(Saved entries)
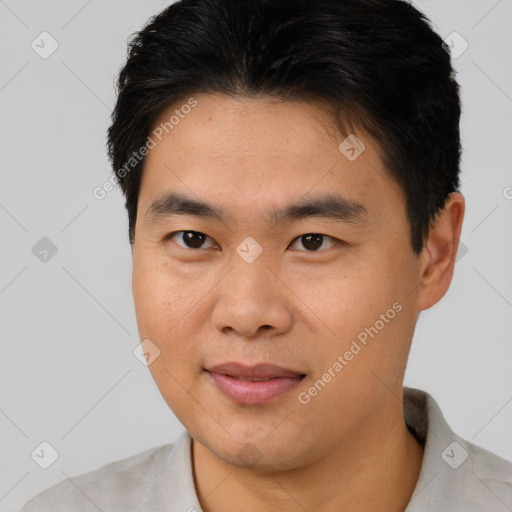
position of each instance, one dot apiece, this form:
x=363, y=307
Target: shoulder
x=118, y=485
x=456, y=474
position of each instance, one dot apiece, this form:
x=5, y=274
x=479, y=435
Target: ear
x=440, y=251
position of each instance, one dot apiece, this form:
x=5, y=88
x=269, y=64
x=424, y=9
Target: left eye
x=190, y=239
x=313, y=241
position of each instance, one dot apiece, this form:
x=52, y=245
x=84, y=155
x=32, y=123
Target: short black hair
x=377, y=61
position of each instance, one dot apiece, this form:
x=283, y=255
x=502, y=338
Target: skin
x=349, y=447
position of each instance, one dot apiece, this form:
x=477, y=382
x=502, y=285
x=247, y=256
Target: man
x=290, y=169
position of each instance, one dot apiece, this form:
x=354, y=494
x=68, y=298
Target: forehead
x=249, y=153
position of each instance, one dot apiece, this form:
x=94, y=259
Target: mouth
x=254, y=385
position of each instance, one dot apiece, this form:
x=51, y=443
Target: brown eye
x=189, y=239
x=313, y=241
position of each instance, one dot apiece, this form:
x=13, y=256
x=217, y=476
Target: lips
x=253, y=385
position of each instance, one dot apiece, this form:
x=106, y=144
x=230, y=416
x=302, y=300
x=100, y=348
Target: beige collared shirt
x=456, y=476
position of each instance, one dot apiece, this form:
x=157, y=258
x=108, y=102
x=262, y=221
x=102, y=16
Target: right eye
x=190, y=239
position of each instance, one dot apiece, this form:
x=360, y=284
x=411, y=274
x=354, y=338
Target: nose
x=252, y=302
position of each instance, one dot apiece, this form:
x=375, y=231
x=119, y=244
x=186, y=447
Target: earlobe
x=440, y=252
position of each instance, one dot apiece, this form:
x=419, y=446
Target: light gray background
x=68, y=374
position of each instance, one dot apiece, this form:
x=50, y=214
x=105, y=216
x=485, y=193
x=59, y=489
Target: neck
x=375, y=469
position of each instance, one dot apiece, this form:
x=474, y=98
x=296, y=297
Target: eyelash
x=334, y=240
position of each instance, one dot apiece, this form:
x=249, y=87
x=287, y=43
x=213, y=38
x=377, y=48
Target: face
x=295, y=254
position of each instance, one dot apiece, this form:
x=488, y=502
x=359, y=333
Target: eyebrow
x=331, y=206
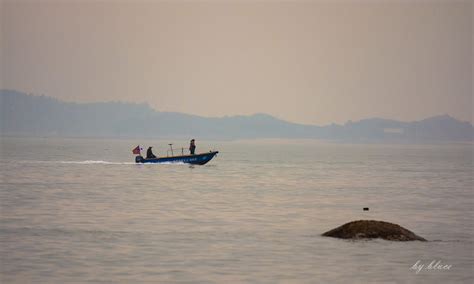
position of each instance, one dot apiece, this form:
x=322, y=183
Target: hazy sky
x=312, y=62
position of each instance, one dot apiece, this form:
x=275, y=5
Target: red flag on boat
x=136, y=151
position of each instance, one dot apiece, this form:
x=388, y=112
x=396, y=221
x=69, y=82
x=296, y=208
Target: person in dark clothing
x=149, y=153
x=192, y=147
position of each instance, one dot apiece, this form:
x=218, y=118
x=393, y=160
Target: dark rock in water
x=370, y=229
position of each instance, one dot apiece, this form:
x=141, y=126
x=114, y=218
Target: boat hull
x=198, y=159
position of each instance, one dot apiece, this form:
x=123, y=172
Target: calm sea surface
x=77, y=210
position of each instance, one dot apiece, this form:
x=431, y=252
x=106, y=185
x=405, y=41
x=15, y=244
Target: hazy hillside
x=29, y=115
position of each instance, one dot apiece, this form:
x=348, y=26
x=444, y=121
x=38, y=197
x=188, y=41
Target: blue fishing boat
x=195, y=159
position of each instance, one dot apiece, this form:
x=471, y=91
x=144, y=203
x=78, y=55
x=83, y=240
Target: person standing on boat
x=192, y=147
x=149, y=154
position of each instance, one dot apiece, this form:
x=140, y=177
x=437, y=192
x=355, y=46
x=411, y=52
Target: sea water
x=78, y=210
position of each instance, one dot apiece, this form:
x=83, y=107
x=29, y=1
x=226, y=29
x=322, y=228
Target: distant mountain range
x=28, y=115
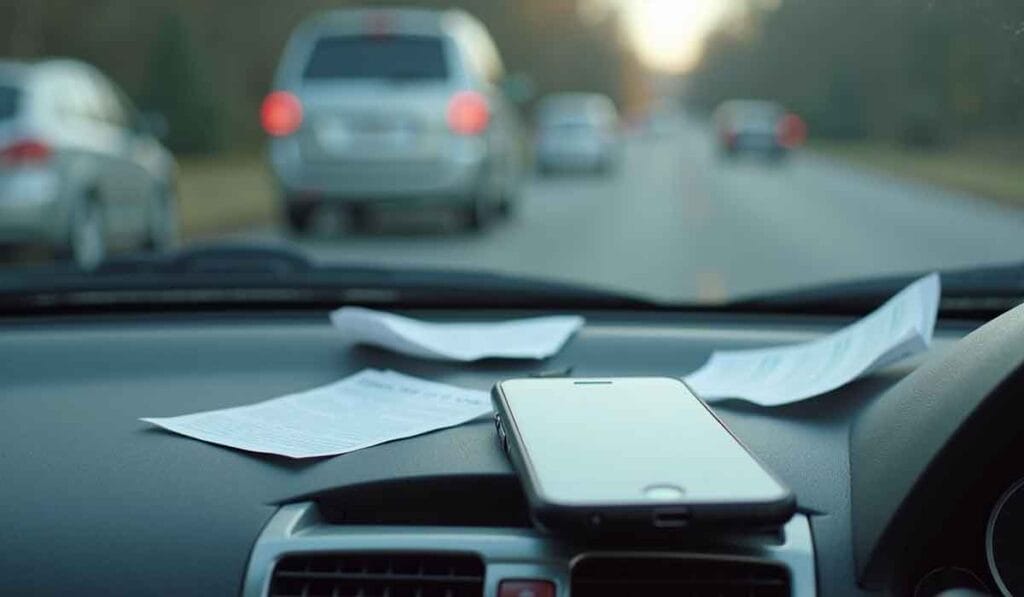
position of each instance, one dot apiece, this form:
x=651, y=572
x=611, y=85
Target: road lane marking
x=711, y=287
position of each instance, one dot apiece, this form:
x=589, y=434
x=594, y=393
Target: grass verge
x=991, y=170
x=224, y=194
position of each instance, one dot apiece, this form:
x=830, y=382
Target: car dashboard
x=95, y=500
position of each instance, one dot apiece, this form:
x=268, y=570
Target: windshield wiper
x=267, y=275
x=969, y=293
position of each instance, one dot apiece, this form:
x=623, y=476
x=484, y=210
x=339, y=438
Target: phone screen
x=630, y=440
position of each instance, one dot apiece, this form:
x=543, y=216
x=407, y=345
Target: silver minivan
x=80, y=172
x=392, y=107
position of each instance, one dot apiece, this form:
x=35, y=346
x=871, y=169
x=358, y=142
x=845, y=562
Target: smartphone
x=630, y=455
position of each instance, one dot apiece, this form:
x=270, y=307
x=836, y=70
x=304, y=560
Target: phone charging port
x=671, y=517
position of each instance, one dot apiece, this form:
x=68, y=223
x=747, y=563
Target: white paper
x=531, y=338
x=774, y=376
x=369, y=408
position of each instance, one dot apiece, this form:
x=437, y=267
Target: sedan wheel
x=163, y=233
x=88, y=242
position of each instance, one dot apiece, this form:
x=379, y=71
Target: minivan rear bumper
x=452, y=177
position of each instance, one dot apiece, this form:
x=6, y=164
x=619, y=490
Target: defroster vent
x=378, y=574
x=678, y=577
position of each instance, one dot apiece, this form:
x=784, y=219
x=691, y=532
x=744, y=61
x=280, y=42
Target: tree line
x=924, y=73
x=206, y=66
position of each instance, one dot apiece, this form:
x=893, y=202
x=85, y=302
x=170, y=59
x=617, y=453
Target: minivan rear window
x=9, y=97
x=401, y=57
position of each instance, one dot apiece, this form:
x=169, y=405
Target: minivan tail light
x=281, y=114
x=468, y=113
x=25, y=152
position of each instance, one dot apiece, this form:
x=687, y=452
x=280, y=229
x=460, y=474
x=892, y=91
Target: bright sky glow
x=669, y=34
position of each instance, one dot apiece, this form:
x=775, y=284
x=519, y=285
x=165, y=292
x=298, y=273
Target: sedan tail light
x=281, y=114
x=25, y=152
x=468, y=113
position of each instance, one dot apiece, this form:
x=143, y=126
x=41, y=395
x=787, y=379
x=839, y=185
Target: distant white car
x=577, y=131
x=751, y=126
x=80, y=171
x=392, y=107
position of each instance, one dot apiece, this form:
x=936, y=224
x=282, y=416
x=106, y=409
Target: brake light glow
x=281, y=114
x=25, y=152
x=468, y=113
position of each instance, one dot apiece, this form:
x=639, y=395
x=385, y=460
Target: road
x=677, y=223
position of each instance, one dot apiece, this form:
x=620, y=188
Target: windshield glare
x=682, y=151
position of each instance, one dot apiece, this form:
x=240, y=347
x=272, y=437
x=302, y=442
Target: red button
x=526, y=589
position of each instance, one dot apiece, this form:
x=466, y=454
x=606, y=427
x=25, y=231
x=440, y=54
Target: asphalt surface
x=677, y=223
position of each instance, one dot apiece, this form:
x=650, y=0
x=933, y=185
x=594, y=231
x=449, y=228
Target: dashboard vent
x=686, y=576
x=378, y=574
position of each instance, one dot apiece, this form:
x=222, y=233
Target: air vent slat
x=678, y=576
x=378, y=574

Instructions for the task: Pictures are to be left out; the lines from the start of the records above through the line holding "x=102, y=16" are to be returned exactly.

Result below:
position of each instance, one dot apiece, this form:
x=363, y=307
Target: shoulder
x=118, y=485
x=456, y=474
position of each instance, one dot apiece, this form:
x=5, y=274
x=479, y=435
Target: ear
x=440, y=251
position of each instance, one dot apiece, this form:
x=5, y=88
x=269, y=64
x=424, y=9
Target: left eye
x=190, y=239
x=313, y=241
position of each instance, one dot apiece, this form:
x=52, y=245
x=84, y=155
x=32, y=123
Target: short black hair
x=377, y=61
position of each instance, one dot apiece, this form:
x=283, y=255
x=502, y=338
Target: skin
x=349, y=447
position of each instance, one dot apiece, this form:
x=477, y=382
x=502, y=285
x=247, y=256
Target: man
x=290, y=169
position of each instance, one dot apiece, this form:
x=354, y=494
x=68, y=298
Target: forehead
x=249, y=153
position of each instance, one dot apiece, this form:
x=94, y=259
Target: mouth
x=254, y=385
position of each instance, one dot apiece, this form:
x=51, y=443
Target: brown eye
x=189, y=239
x=313, y=241
position of each instance, one dot apiece, this form:
x=13, y=256
x=217, y=476
Target: lips
x=253, y=385
position of each instance, one dot apiece, this form:
x=106, y=144
x=230, y=416
x=302, y=300
x=100, y=348
Target: beige collared shirt
x=456, y=476
position of each instance, one dot apiece, this form:
x=157, y=258
x=108, y=102
x=262, y=221
x=102, y=16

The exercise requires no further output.